THE TASKS
1. According to the VTCL page, what happens when a model element constant has no corresponding element in the model space at compile time?
2. For each statement, say whether it agrees with the VTCL page, and support each answer with the deciding words quoted from the page. (a) Local names that start with a capital letter should be placed within quotes. (b) The page describes the currently maintained version of VIATRA. (c) "xor" is listed as a unary operator.

EXCERPTED PASSAGE
** BEGIN **
Latest revision as of 04:16, 30 April 2015

Outdated page

This page contains obsolete information about the VPM based VIATRA2 and preserved for archive purposes only.
The currently maintained wiki is available at http://wiki.eclipse.org/VIATRA

VTCL Terms and Expressions

Constants

The followind types of constants are available in VTCL:

  • Undefined value constant: undef
  • Boolean constants: true, false
  • Integer constants: 1, -1,
  • Double constants: 2.32, -1.9, (as in Java)
  • String constants: "A string." (as in Java)
  • Model element constants: fully qualified names, e.g. uml.metamodel.Classifier, local names: ejbEntity, 'Class' (local names starting with a capital letter should be included within quotes.
  • Multiplicity constants: one_to_one, one_to_many, many_to_one, many_to_many,

In case of model element constants, a corresponding element should be present in the model space (at compile time), otherwise an error message is issued.

 machine vtcl_constants {
  rule main() = seq {
 	// Undefined constant
 	println(undef);
 	// Boolean constants
 	println(true);
 	println(false);
 	// String constants
 	print("Hello VIATRA2 world!");
 	// Integer constants
 	println(4);
 	println(-4);
 	// Double constants
 	print(4.6);
 	print(-4.7);
 	print(6.6e2);
 	print(10e-2);
 	// Model elemenent constants 
 	// (provided that entity testing.models.manager exists in model space)
 	print(fqn(testing.models.manager));
 	print(fqn('testing'));
 	// Multiplicity constant
 	print(one_to_one);
 	print(one_to_many);
 	print(many_to_one);
 	print(many_to_many);
  }
 }


Logical Terms

Logical terms consist of usual binary Boolean operators such as "&&" (and), "||" (or), "xor" (exclusive or), and unary operator "!" (not).
** END **
Entries from a labeling collection
** BEGIN **
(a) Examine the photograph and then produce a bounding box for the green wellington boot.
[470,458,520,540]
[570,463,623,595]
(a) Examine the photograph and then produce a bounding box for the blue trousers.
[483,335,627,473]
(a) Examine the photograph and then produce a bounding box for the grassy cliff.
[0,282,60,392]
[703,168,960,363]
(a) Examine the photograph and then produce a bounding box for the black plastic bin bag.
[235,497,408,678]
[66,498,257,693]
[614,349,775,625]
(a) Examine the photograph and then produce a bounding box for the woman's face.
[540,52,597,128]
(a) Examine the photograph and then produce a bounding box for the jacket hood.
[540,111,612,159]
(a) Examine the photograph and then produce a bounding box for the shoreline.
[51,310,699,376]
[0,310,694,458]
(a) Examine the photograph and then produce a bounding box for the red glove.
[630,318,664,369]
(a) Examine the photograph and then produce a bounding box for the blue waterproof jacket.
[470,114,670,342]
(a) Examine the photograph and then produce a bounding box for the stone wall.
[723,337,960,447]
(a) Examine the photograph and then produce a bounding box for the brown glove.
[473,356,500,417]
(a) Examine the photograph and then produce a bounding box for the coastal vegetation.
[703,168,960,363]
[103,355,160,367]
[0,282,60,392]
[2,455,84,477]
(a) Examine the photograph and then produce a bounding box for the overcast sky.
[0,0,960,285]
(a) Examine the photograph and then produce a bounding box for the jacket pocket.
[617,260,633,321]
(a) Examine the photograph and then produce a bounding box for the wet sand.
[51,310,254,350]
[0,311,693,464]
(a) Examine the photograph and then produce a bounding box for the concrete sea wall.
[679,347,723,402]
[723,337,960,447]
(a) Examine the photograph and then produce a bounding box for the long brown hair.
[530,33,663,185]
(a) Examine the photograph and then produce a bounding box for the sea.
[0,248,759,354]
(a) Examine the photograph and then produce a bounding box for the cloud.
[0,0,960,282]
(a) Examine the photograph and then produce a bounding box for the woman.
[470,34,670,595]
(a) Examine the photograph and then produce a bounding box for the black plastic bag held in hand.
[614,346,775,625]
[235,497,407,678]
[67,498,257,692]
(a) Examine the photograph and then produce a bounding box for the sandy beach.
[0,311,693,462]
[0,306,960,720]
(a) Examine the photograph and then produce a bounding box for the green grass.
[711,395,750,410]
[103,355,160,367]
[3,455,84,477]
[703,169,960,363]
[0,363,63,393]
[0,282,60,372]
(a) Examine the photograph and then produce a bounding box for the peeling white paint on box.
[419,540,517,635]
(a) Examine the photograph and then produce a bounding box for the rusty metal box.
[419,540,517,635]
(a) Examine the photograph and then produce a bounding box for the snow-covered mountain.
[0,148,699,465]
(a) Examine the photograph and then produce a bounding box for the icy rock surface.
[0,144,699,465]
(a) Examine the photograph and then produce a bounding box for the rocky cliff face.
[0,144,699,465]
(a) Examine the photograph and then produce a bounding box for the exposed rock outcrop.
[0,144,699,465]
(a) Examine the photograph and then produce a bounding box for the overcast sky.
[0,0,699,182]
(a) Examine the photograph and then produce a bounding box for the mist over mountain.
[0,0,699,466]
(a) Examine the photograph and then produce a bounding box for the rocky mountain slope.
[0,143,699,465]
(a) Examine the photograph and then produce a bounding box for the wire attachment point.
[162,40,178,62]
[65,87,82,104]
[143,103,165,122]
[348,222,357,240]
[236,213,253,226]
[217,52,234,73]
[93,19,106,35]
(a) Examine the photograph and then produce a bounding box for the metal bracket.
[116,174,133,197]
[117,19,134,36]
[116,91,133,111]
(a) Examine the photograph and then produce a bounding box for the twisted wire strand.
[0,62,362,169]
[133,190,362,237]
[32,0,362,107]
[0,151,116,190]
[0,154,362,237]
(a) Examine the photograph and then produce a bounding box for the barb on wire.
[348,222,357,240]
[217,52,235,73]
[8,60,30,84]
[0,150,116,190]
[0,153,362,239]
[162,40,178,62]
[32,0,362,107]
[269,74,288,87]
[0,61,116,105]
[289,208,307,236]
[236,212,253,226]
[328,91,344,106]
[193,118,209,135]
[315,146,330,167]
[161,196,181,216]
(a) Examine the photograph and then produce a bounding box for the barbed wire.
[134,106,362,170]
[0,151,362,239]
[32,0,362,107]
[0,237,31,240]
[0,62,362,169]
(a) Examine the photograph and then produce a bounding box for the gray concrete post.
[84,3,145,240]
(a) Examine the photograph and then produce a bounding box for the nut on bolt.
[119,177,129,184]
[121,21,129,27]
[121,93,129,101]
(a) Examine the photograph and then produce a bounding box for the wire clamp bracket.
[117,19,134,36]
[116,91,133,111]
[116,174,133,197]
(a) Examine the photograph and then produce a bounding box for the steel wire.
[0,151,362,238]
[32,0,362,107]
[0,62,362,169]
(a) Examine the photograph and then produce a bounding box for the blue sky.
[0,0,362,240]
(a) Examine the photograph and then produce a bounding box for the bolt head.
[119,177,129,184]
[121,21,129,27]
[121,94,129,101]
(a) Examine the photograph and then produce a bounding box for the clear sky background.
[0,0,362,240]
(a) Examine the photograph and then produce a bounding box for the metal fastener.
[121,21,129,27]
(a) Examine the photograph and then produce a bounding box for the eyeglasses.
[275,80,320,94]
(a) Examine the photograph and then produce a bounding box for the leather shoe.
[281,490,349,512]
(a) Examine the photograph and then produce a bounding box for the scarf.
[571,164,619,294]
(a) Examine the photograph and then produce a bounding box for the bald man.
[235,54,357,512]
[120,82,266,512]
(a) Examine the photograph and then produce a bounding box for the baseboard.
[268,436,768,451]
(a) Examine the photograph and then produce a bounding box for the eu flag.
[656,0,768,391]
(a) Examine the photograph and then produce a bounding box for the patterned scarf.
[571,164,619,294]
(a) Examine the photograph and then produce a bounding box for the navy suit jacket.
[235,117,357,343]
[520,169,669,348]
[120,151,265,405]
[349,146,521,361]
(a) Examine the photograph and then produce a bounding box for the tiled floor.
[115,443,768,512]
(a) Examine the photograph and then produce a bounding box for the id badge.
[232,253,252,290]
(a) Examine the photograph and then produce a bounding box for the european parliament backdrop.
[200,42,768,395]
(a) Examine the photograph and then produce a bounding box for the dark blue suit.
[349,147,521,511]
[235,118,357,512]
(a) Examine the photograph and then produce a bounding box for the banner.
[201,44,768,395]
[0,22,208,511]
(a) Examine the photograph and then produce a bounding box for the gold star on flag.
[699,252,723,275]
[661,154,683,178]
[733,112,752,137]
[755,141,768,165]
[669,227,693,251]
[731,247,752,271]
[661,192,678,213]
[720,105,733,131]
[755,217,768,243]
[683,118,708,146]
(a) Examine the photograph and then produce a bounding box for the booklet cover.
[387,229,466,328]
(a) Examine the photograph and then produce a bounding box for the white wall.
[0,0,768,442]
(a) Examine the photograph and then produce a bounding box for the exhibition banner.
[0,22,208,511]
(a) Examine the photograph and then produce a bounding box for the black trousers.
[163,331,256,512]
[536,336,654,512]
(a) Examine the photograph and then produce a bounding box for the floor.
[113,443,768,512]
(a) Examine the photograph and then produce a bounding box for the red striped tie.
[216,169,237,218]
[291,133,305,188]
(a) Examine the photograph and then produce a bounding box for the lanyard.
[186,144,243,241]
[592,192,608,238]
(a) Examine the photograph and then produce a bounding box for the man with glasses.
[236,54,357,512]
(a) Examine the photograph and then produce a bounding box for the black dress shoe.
** END **
SOLUTIONS FOR EACH TASK
1. An error message is issued.

2.
(a) Yes: "local names starting with a capital letter should be included within quotes"
(b) No: "This page contains obsolete information about the VPM based VIATRA2 and preserved for archive purposes only."
(c) No: ""xor" (exclusive or), and unary operator "!" (not)"